Problem to work on
From the line holding "Identify the statue's leg." to the final line below, restate each line word for word and add nothing.
^^^^
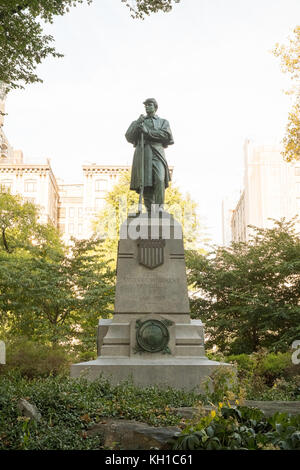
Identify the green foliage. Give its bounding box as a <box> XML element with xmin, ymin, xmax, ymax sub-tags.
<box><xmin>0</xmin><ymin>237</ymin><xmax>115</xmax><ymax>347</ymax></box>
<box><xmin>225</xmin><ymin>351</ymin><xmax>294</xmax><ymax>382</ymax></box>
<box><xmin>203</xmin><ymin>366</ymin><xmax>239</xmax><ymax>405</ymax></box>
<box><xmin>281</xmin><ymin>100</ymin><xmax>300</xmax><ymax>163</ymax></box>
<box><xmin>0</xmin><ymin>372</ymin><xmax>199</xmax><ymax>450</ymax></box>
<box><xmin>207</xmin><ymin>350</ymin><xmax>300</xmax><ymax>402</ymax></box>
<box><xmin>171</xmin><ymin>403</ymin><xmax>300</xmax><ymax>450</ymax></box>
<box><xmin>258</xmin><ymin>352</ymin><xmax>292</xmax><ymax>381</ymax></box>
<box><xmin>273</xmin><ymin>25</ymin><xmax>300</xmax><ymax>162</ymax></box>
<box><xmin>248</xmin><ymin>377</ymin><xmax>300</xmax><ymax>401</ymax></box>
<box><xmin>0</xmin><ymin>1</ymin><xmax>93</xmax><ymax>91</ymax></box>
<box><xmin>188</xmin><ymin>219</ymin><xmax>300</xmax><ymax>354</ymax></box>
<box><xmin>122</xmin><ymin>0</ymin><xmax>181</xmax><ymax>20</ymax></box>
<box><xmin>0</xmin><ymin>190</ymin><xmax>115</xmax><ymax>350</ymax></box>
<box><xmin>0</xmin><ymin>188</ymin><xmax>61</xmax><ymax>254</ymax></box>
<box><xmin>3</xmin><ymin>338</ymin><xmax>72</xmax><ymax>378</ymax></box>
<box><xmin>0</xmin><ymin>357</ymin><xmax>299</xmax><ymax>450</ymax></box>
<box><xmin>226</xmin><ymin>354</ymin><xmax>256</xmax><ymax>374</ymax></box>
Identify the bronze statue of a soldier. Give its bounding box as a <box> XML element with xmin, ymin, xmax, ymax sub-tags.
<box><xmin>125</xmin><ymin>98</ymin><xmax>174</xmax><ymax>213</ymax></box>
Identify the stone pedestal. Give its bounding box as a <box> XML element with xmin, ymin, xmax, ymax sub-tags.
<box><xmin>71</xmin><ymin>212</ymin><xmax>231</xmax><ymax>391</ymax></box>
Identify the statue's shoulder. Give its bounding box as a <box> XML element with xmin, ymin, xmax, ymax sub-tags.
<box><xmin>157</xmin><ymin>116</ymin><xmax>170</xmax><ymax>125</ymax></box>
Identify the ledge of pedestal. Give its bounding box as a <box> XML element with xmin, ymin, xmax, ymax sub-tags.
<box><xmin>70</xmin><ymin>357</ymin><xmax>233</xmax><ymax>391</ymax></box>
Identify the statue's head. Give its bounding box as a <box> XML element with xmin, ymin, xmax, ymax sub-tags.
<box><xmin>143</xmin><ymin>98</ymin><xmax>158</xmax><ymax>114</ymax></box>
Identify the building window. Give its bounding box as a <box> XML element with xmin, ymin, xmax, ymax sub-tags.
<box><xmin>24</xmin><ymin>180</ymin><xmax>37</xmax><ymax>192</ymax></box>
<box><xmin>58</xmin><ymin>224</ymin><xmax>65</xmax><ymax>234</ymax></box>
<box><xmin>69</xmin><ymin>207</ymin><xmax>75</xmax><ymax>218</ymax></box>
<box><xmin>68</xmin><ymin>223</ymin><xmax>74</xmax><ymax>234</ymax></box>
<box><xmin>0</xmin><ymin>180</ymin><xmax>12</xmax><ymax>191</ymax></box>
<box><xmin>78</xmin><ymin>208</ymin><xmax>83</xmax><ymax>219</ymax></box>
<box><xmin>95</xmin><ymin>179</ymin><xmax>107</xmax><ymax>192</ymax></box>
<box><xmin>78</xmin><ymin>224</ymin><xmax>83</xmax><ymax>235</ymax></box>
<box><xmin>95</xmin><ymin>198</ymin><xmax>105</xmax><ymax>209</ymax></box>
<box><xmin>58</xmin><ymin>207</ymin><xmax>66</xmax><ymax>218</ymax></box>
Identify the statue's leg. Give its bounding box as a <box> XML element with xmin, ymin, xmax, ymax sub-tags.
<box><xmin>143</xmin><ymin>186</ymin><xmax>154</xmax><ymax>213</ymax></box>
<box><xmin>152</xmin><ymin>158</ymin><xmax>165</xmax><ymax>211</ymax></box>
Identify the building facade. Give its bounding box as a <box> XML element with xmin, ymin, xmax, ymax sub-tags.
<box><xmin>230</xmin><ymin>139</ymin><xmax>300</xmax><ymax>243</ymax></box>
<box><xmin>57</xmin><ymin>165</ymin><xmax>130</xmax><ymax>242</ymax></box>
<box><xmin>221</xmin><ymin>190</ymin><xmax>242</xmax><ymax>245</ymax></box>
^^^^
Expected output
Identify the statue's leg. Give its bounding box as a <box> XML element with xmin, ymin, xmax, ymax sub-tags.
<box><xmin>143</xmin><ymin>186</ymin><xmax>154</xmax><ymax>213</ymax></box>
<box><xmin>152</xmin><ymin>158</ymin><xmax>165</xmax><ymax>211</ymax></box>
Identify the building facade. Give its bounding box as a <box> XML element with xmin, ymin, xmax, ymax sub-tags.
<box><xmin>230</xmin><ymin>139</ymin><xmax>300</xmax><ymax>243</ymax></box>
<box><xmin>57</xmin><ymin>165</ymin><xmax>130</xmax><ymax>242</ymax></box>
<box><xmin>221</xmin><ymin>190</ymin><xmax>242</xmax><ymax>245</ymax></box>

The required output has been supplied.